**Work to be completed:**
Wherever the word "please" appears in a line of the data, that line should be copied.

##### Records for this exercise #####

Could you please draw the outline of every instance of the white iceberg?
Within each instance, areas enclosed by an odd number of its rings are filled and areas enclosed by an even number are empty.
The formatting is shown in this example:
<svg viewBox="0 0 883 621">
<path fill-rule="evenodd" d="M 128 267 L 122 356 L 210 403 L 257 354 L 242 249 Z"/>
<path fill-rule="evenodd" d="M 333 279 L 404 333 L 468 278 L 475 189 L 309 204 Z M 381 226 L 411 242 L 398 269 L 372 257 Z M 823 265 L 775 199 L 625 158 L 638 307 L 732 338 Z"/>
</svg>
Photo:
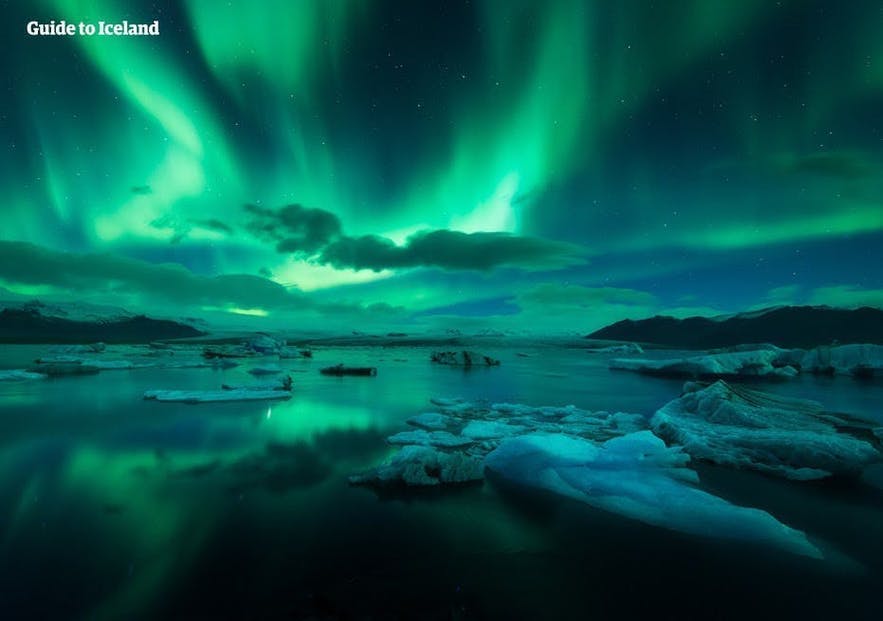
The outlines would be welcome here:
<svg viewBox="0 0 883 621">
<path fill-rule="evenodd" d="M 430 355 L 430 360 L 436 364 L 447 364 L 460 367 L 497 367 L 500 361 L 474 351 L 435 351 Z"/>
<path fill-rule="evenodd" d="M 414 425 L 415 427 L 430 430 L 445 429 L 453 424 L 453 420 L 450 416 L 439 414 L 438 412 L 423 412 L 422 414 L 412 416 L 405 422 L 409 425 Z"/>
<path fill-rule="evenodd" d="M 684 358 L 649 360 L 614 358 L 611 369 L 666 377 L 780 377 L 797 375 L 797 370 L 781 363 L 781 352 L 774 349 L 703 354 Z"/>
<path fill-rule="evenodd" d="M 589 347 L 586 351 L 590 354 L 643 354 L 644 348 L 637 343 L 623 343 L 606 347 Z"/>
<path fill-rule="evenodd" d="M 252 375 L 278 375 L 282 373 L 282 369 L 278 365 L 271 364 L 267 366 L 254 367 L 248 370 Z"/>
<path fill-rule="evenodd" d="M 448 431 L 426 431 L 414 429 L 412 431 L 400 431 L 386 439 L 390 444 L 414 444 L 419 446 L 438 446 L 445 448 L 457 448 L 469 446 L 472 439 L 455 436 Z"/>
<path fill-rule="evenodd" d="M 526 430 L 527 427 L 522 425 L 511 425 L 495 420 L 473 420 L 466 424 L 461 433 L 473 440 L 495 440 L 518 435 Z"/>
<path fill-rule="evenodd" d="M 353 485 L 410 486 L 468 483 L 484 478 L 481 459 L 427 446 L 403 446 L 377 468 L 349 478 Z"/>
<path fill-rule="evenodd" d="M 853 377 L 883 377 L 883 345 L 816 347 L 803 354 L 801 371 Z"/>
<path fill-rule="evenodd" d="M 649 431 L 603 444 L 562 434 L 508 438 L 485 467 L 514 483 L 548 490 L 626 517 L 693 535 L 772 544 L 822 554 L 801 531 L 765 511 L 740 507 L 695 487 L 680 448 Z"/>
<path fill-rule="evenodd" d="M 148 390 L 145 399 L 167 403 L 222 403 L 225 401 L 272 401 L 291 399 L 283 390 Z"/>
<path fill-rule="evenodd" d="M 789 479 L 856 475 L 880 461 L 874 423 L 826 413 L 819 403 L 723 381 L 685 392 L 656 412 L 654 433 L 696 459 Z"/>
<path fill-rule="evenodd" d="M 26 380 L 46 379 L 44 373 L 34 373 L 24 369 L 9 369 L 0 371 L 0 382 L 21 382 Z"/>
</svg>

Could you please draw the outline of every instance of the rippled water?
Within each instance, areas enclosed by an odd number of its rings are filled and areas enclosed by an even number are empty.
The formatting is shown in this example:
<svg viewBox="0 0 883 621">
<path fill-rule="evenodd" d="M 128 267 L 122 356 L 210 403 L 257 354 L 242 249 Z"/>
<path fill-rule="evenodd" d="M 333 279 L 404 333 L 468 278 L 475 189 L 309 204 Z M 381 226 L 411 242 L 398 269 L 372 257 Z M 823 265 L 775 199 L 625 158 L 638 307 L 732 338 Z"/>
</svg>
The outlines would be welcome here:
<svg viewBox="0 0 883 621">
<path fill-rule="evenodd" d="M 464 372 L 431 365 L 424 348 L 327 348 L 283 361 L 294 396 L 271 405 L 141 399 L 255 381 L 248 363 L 0 385 L 0 616 L 879 616 L 874 472 L 844 487 L 700 468 L 708 489 L 805 530 L 824 562 L 491 483 L 407 495 L 347 486 L 433 396 L 650 414 L 680 391 L 679 381 L 610 372 L 603 355 L 515 351 L 491 348 L 502 366 Z M 4 347 L 0 367 L 44 352 Z M 318 373 L 337 362 L 379 372 Z M 879 383 L 760 387 L 883 421 Z"/>
</svg>

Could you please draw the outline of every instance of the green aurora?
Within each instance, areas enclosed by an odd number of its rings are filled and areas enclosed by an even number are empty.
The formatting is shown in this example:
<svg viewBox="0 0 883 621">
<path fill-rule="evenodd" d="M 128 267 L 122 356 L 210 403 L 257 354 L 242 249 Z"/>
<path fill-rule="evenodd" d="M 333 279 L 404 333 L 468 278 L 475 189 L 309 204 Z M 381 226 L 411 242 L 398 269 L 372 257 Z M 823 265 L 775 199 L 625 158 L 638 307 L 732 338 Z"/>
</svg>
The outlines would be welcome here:
<svg viewBox="0 0 883 621">
<path fill-rule="evenodd" d="M 876 2 L 4 12 L 7 297 L 573 331 L 883 300 Z"/>
</svg>

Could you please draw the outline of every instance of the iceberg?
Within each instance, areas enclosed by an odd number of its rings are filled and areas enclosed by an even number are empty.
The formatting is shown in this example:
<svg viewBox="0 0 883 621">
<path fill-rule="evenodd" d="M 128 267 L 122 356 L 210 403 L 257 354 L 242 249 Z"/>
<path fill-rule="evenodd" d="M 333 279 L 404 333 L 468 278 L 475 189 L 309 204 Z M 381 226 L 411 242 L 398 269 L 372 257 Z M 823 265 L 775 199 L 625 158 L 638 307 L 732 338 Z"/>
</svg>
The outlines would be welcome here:
<svg viewBox="0 0 883 621">
<path fill-rule="evenodd" d="M 765 511 L 702 491 L 689 456 L 650 431 L 597 444 L 564 434 L 503 440 L 484 460 L 513 483 L 547 490 L 646 524 L 692 535 L 771 544 L 822 558 L 806 535 Z"/>
<path fill-rule="evenodd" d="M 643 354 L 644 348 L 637 343 L 623 343 L 606 347 L 589 347 L 586 351 L 590 354 Z"/>
<path fill-rule="evenodd" d="M 782 363 L 781 352 L 774 349 L 704 354 L 664 360 L 614 358 L 609 366 L 615 370 L 664 377 L 789 378 L 797 375 L 797 370 L 791 365 Z"/>
<path fill-rule="evenodd" d="M 500 361 L 495 358 L 491 358 L 490 356 L 485 356 L 484 354 L 479 354 L 474 351 L 467 351 L 465 349 L 462 351 L 435 351 L 432 352 L 430 360 L 432 360 L 432 362 L 435 362 L 436 364 L 446 364 L 460 367 L 500 366 Z"/>
<path fill-rule="evenodd" d="M 280 381 L 272 384 L 221 384 L 221 390 L 256 390 L 259 392 L 285 390 L 291 392 L 291 376 L 286 375 Z"/>
<path fill-rule="evenodd" d="M 506 436 L 518 435 L 526 429 L 522 425 L 511 425 L 495 420 L 473 420 L 467 423 L 461 433 L 463 436 L 473 440 L 496 440 Z"/>
<path fill-rule="evenodd" d="M 422 427 L 423 429 L 445 429 L 453 424 L 450 416 L 439 414 L 438 412 L 424 412 L 417 414 L 405 421 L 409 425 Z"/>
<path fill-rule="evenodd" d="M 650 427 L 696 459 L 796 480 L 857 475 L 883 457 L 875 423 L 724 381 L 688 382 Z"/>
<path fill-rule="evenodd" d="M 463 453 L 447 453 L 427 446 L 403 446 L 385 463 L 366 473 L 349 477 L 353 485 L 435 486 L 481 481 L 481 459 Z"/>
<path fill-rule="evenodd" d="M 883 377 L 883 345 L 816 347 L 803 354 L 800 369 L 824 375 Z"/>
<path fill-rule="evenodd" d="M 386 441 L 390 444 L 414 444 L 418 446 L 440 446 L 445 448 L 469 446 L 473 442 L 471 438 L 455 436 L 448 431 L 426 431 L 425 429 L 400 431 L 397 434 L 389 436 Z"/>
<path fill-rule="evenodd" d="M 0 371 L 0 382 L 21 382 L 25 380 L 46 379 L 45 373 L 35 373 L 24 369 Z"/>
<path fill-rule="evenodd" d="M 291 399 L 284 390 L 148 390 L 145 399 L 164 403 L 222 403 L 225 401 L 272 401 Z"/>
</svg>

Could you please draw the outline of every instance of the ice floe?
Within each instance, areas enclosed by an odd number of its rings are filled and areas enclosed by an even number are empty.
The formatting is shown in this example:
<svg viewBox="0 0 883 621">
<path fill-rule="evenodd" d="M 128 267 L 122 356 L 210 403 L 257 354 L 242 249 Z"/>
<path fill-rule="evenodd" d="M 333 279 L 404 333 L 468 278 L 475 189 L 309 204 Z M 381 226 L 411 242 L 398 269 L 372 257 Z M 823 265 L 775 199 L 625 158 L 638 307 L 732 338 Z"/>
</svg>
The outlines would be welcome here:
<svg viewBox="0 0 883 621">
<path fill-rule="evenodd" d="M 46 379 L 46 374 L 25 371 L 24 369 L 8 369 L 0 371 L 0 382 L 20 382 L 37 379 Z"/>
<path fill-rule="evenodd" d="M 469 446 L 473 443 L 471 438 L 456 436 L 448 431 L 426 431 L 425 429 L 413 429 L 400 431 L 386 439 L 390 444 L 416 446 L 438 446 L 444 448 L 458 448 Z"/>
<path fill-rule="evenodd" d="M 365 474 L 349 477 L 354 485 L 421 487 L 468 483 L 484 478 L 482 461 L 460 452 L 447 453 L 426 446 L 404 446 L 388 461 Z"/>
<path fill-rule="evenodd" d="M 563 434 L 504 440 L 484 460 L 491 472 L 647 524 L 693 535 L 772 544 L 821 558 L 801 531 L 765 511 L 740 507 L 698 487 L 689 457 L 649 431 L 597 444 Z"/>
<path fill-rule="evenodd" d="M 688 382 L 659 409 L 652 430 L 696 459 L 789 479 L 856 475 L 881 460 L 875 423 L 825 412 L 814 401 L 717 381 Z"/>
<path fill-rule="evenodd" d="M 782 364 L 782 353 L 775 349 L 703 354 L 684 358 L 649 360 L 643 358 L 615 358 L 611 369 L 635 371 L 645 375 L 666 377 L 781 377 L 797 375 L 797 370 Z"/>
<path fill-rule="evenodd" d="M 495 358 L 465 349 L 460 351 L 435 351 L 430 355 L 430 360 L 437 364 L 460 367 L 496 367 L 500 365 L 500 361 Z"/>
<path fill-rule="evenodd" d="M 589 347 L 586 351 L 590 354 L 643 354 L 644 348 L 637 343 L 623 343 L 606 347 Z"/>
<path fill-rule="evenodd" d="M 800 368 L 817 374 L 883 377 L 883 345 L 816 347 L 803 354 Z"/>
<path fill-rule="evenodd" d="M 271 401 L 291 399 L 284 390 L 148 390 L 145 399 L 177 403 L 221 403 L 225 401 Z"/>
</svg>

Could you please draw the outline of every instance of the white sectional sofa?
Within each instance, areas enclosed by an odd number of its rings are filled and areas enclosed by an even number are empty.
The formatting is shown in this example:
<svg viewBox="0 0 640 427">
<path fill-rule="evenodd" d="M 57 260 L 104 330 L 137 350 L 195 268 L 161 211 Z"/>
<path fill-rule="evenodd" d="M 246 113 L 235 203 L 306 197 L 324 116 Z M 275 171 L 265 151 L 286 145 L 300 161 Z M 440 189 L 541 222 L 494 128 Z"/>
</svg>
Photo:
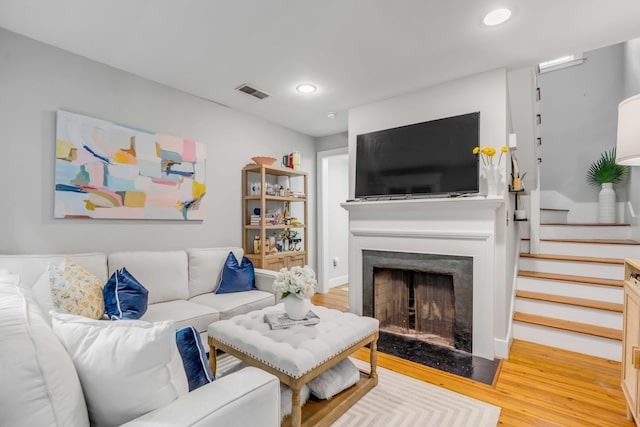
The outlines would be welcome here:
<svg viewBox="0 0 640 427">
<path fill-rule="evenodd" d="M 121 267 L 149 291 L 147 321 L 172 320 L 176 329 L 194 326 L 206 336 L 219 319 L 274 305 L 275 273 L 256 269 L 258 290 L 214 294 L 224 262 L 240 248 L 130 251 L 69 257 L 104 283 Z M 84 400 L 73 399 L 77 376 L 41 307 L 29 290 L 50 264 L 65 255 L 0 255 L 0 269 L 20 276 L 20 287 L 0 283 L 0 427 L 86 426 Z M 203 339 L 206 346 L 207 340 Z M 71 366 L 71 368 L 70 368 Z M 71 369 L 71 371 L 70 371 Z M 67 418 L 64 418 L 66 414 Z M 278 379 L 245 368 L 215 380 L 133 420 L 131 426 L 277 426 Z"/>
<path fill-rule="evenodd" d="M 273 291 L 275 272 L 255 269 L 256 291 L 215 294 L 224 262 L 237 247 L 199 248 L 185 251 L 127 251 L 71 254 L 69 258 L 95 274 L 104 283 L 119 268 L 126 269 L 149 290 L 149 305 L 142 320 L 173 320 L 177 328 L 193 326 L 207 347 L 207 326 L 220 319 L 258 310 L 279 302 Z M 65 255 L 0 255 L 0 269 L 20 275 L 21 286 L 31 288 Z"/>
<path fill-rule="evenodd" d="M 0 426 L 89 427 L 70 355 L 31 293 L 2 280 L 0 361 Z M 126 425 L 276 427 L 280 382 L 265 371 L 245 368 L 178 395 Z"/>
</svg>

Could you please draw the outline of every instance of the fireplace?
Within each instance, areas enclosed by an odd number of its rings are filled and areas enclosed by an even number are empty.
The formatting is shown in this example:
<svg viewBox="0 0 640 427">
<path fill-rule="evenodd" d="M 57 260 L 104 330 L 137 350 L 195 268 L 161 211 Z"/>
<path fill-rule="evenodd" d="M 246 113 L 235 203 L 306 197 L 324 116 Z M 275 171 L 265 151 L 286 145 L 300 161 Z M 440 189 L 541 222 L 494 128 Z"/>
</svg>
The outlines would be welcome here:
<svg viewBox="0 0 640 427">
<path fill-rule="evenodd" d="M 489 360 L 507 357 L 513 292 L 506 284 L 507 264 L 511 262 L 507 250 L 516 242 L 506 240 L 505 218 L 509 215 L 504 199 L 387 200 L 342 206 L 349 211 L 349 311 L 372 316 L 374 267 L 451 274 L 455 334 L 459 341 L 471 341 L 466 344 L 470 347 L 460 348 L 471 348 L 473 356 Z M 366 261 L 365 268 L 363 258 L 372 252 L 400 256 L 391 260 L 394 264 Z M 420 260 L 423 255 L 427 256 Z M 456 260 L 464 260 L 460 271 L 452 265 Z M 433 269 L 425 269 L 425 262 L 431 262 Z M 445 265 L 452 268 L 444 269 Z M 454 343 L 456 346 L 460 343 Z"/>
<path fill-rule="evenodd" d="M 472 353 L 472 257 L 364 250 L 362 259 L 362 311 L 381 331 Z"/>
</svg>

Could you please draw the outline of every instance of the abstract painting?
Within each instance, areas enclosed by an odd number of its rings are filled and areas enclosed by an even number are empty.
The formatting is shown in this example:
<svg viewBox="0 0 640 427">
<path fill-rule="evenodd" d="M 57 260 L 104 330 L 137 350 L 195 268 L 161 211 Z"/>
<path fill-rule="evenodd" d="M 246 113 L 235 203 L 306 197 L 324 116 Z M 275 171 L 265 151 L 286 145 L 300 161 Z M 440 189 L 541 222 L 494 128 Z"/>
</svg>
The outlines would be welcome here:
<svg viewBox="0 0 640 427">
<path fill-rule="evenodd" d="M 55 217 L 202 220 L 205 148 L 58 111 Z"/>
</svg>

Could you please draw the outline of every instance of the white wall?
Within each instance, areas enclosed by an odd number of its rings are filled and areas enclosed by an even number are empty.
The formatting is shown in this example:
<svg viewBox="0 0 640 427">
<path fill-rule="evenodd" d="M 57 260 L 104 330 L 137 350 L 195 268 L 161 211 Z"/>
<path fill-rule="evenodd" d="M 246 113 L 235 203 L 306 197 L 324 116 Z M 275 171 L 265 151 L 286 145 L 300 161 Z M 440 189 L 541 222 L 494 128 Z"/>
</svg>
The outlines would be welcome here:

#####

**Your solution:**
Could you please draw the outline of every instance of the white iceberg?
Could you please draw the outline of every instance of the rippled water?
Could you please draw the outline of every instance of the green aurora?
Could you please draw the outline of every instance of the iceberg?
Could you please draw the outline of every instance of the ice floe?
Could you please draw the outline of every instance of the white sectional sofa?
Could you please draw the outline of every instance of the fireplace?
Could you please draw the outline of every instance of the abstract painting?
Could you please draw the outline of every instance of the white wall?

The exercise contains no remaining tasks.